Extrait choisi:

Qui connaît Madeleine Delbrêl (1904-1964) en dehors des milieux catholiques sociaux ? Personne.

Tout d’abord, parce qu’elle est morte il y a exactement soixante ans (en 1964). Notre époque oublie d’autant plus vite que les médias sont devenus omniprésents et nous surinforment de plus en plus, sans parler de ce cancer métastasé que sont les réseaux (a)sociaux. Le temps s’accélère incroyablement et la mémoire se rétracte. Le Général de Gaulle n’est plus qu’un nom d’avenue, Bonaparte un fantôme, Rabelais un extraterrestre. L’oubli collectif engloutit les grands comme les humbles. C’est pour cela que j’ai entrepris également de faire une recension complète des romans de Gilbert Cesbron, qui fut en son temps un écrivain très célèbre et qui est totalement inconnu de nos jours, sauf par les plus vieux lecteurs encore vivants.

Ensuite parce qu’elle appartient à un monde qui s’estompe, celui du catholicisme social des années 1930-1960. Bien sûr, il existe encore un catholicisme social, mais il est sans grand écho dans notre société, malgré les efforts de la presse catholique française. Madeleine Delbrêl est contemporaine de l’Abbé Pierre lançant l’aventure Emmaüs, elle l’est aussi du père Wrezinski créant ATD-Quart Monde. Deux associations qui perdurent, car étroitement liées à la grande pauvreté, qui ne fait que s’accroître. Mais Madeleine D. n’a pas laissé une telle structure, qui puisse garder sa mémoire. Citons cependant l’Association Madeleine Delbrêl, qui entretient la flamme, mais avec une audience réduite à son monde catholique.

Enfin, parce cette femme laisse un héritage écrit important mais exigeant et contextualisé. Il est facile de la relier à l’expansion du communisme français, notamment dans la « ceinture rouge » de Paris, puisque c’est à Ivry, grand bastion communiste, qu’elle a vécu et exercé son ministère laïc. Elle aurait donc perdu son actualité avec l’effondrement du communisme. Rien de plus faux, notamment pour le recueil que je présente aujourd’hui. Le lecteur y trouvera très peu de références au marxisme et aux marxistes, mais bien plus aux athées et aux pauvres, qui sont très actuels, c’est le moins que l’on puisse dire. Mais ces textes posent un haut niveau d’exigence dans la « charité » (au sens ancien, synonyme d’amour) et la vie chrétienne. Et, phénomène très inquiétant, tout ce qui est exigeant est aujourd’hui fort mal perçu. On y voit soit de l’intégrisme, soit du sectarisme, soit de l’élitisme ou du totalitarisme (ah ! ces horribles mots en –isme !). L’exigence, surtout morale, comme c’est le cas ici, semble dangereuse : elle s’attaque à l’individualisme égoïste et hédoniste, devenu la norme implicite de nos sociétés occidentales. Nos librairies vendent à pleins rayons des livres de « développement personnel », mais tous vont dans le sens d’une autoréalisation narcissique. Tout le contraire de ce que nous dit La joie de croire.

Données sources:

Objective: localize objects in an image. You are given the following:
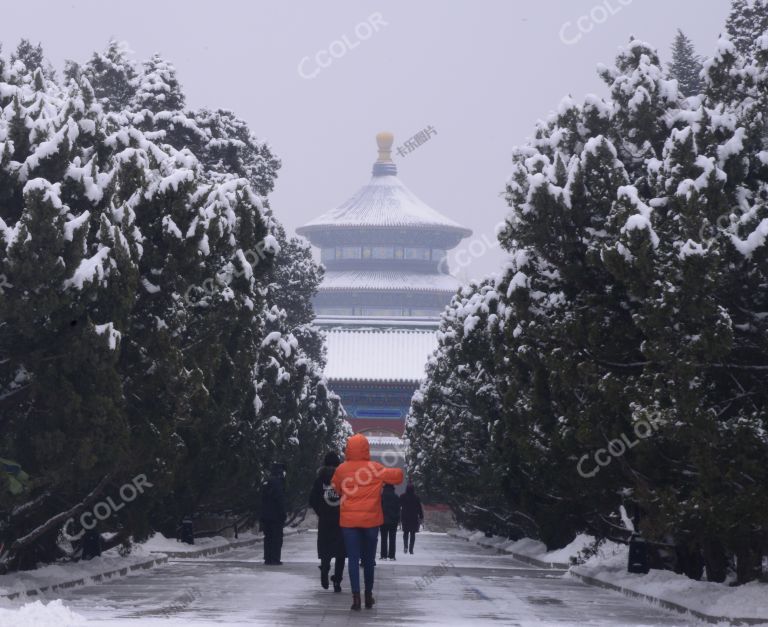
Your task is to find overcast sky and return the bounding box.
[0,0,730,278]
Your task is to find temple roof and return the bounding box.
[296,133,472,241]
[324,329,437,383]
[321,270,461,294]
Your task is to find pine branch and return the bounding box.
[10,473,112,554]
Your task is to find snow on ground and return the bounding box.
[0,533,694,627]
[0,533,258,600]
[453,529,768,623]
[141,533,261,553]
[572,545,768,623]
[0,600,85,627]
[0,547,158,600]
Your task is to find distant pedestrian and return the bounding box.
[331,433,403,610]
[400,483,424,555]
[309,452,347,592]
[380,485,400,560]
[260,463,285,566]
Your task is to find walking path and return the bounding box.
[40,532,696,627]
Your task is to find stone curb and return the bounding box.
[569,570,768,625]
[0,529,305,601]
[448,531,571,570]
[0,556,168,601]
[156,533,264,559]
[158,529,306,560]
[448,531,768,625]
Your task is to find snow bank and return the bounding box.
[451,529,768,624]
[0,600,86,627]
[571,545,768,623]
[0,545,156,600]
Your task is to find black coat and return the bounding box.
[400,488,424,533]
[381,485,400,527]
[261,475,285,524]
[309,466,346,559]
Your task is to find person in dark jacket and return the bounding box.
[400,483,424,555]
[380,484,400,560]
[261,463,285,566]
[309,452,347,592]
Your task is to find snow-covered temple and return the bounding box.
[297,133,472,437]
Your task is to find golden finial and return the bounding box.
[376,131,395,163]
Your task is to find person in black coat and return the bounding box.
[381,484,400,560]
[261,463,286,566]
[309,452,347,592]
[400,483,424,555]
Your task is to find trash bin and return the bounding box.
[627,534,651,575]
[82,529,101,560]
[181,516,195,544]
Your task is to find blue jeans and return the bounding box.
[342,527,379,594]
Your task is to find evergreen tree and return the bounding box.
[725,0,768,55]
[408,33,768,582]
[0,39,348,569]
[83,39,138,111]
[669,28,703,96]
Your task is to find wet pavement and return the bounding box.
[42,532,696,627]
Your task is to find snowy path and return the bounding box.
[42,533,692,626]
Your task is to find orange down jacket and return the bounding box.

Consigne de l'exercice: D'après l'extrait choisi, dans quelle ville Madeleine Delbrêl a-t-elle vécu et exercé son ministère laïc ?

Réponse ci-dessous: À Ivry.